### СТАТЬЯ:
────────
Или: «Гранёное волнами море / в обвалах ночных облаков / в походах / волнам и разрывам / наперерез / с Большой на Малую / в звездный / огненный рейс…»
– пятидесятые-семидесятые – научный сотрудник Музея В. В. Маяковского, сотрудник штатный, но штампами не мыслящий, осознавший – исподволь или внезапно – барометр удушливой атмосферы власти зашкалило, и неприемлемая советофобия рвется наружу – в рокот строк, и Савелий Гринберг в 1973 году репатриируется в Израиль.
Ибо: «В начале было слово / а потом нарушение его…»
(– Савелий, – спрашиваю я у Поэта, – какое самое яркое впечатление у вас на Земле Обетованной за все эти годы?..
– Свобода…Человек должен быть свободен от своего собственного существования… Поэзия связана со свободой… Поэзия – самоосвобождение.)
Когда мы, в силу различных обстоятельств, уезжали в Израиль, мы рвали с корнями, по живому, оставляли и единственное любимое дело, и возлюбленных, и друзей, и родных, ощутив опустошенно себя за бортом той прожитой жизни, и лишь спустя время внезапно счастливо осознав – самое дорогое в себе, в раздираемой болью душе мы увезли с собой, пронесли сквозь таможенные турникеты. Савелий Гринберг об этом напрямую не говорит, как и о своей негромкой, глубинной, не декларативной любви к Эрец-Исраэль, где он стал большим, признанным и почитаемым израильским Поэтом.


«ОСЕНИЯ»

Именно так, с ударением на третьем слоге, называется следующий сборник стихотворений Савелия Гринберга, изданный в 1997 году в Москве при подспорье преданных друзей, и через четверть века не вычеркнувших Поэта из памяти.
А он остается верен себе – и по стилю, и по тональности, и по форме стиха, даже в названии вновь неологизм – ОСЕНИЯ, еще более красочный и точный, философский и глубокий, вобравший в сочном слове о с е н ь весь полный спектр нагрузок смысловых: и корень – с е н ь – покров, с глаголом о с е н и т ь – покрывать, как сенью, в знак защиты, покровительства, явленной внезапно мыслью, с причастием счастливым о с е н е н н ы й, и прилагательным о с е н н я я пора. Еще в первой книге Поэта я нежданно обнаружил четыре строки заворожившие: «…Бывало – встретишься в толпе с ней. /Под грохот моря выйдешь к ней, / Была когда-то песня песней, / а нынче осень осеней…» Четверостишие это, словно мост переброшенный, словно чистый ручей, в реку рвущийся исток новой книги «Осения».
────────
### ЗАДАНИЕ:
Переведите на английский язык предложение из статьи о Савелии Гринберге: «Именно так, с ударением на третьем слоге, называется следующий сборник стихотворений Савелия Гринберга, изданный в 1997 году в Москве при подспорье преданных друзей, и через четверть века не вычеркнувших Поэта из памяти.» Отвечайте, опираясь только на статью.

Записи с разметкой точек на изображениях
────────
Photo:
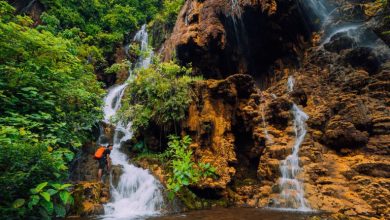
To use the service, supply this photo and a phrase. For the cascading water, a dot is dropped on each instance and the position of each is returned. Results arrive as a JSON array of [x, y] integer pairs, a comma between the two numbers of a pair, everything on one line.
[[292, 193], [137, 193], [267, 136]]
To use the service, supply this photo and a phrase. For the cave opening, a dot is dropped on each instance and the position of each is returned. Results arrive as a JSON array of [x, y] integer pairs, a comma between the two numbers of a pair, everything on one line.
[[247, 157]]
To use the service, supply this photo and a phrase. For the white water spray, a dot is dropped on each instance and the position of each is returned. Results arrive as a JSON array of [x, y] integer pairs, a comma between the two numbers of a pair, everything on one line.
[[292, 193], [137, 193]]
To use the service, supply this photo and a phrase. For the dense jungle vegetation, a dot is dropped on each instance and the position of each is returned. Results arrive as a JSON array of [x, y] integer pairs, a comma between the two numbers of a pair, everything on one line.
[[49, 96]]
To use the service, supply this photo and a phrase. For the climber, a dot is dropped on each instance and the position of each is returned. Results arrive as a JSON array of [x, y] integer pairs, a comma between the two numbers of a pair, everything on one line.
[[104, 161]]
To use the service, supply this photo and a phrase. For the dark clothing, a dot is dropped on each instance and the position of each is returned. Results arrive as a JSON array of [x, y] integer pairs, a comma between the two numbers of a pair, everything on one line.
────────
### ПРАВИЛЬНЫЙ ОТВЕТ:
That, with the stress on the third syllable, is the very title of Savely Grinberg's next collection of poems, published in Moscow in 1997 with the support of devoted friends who, even after a quarter of a century, had not struck the Poet from their memory.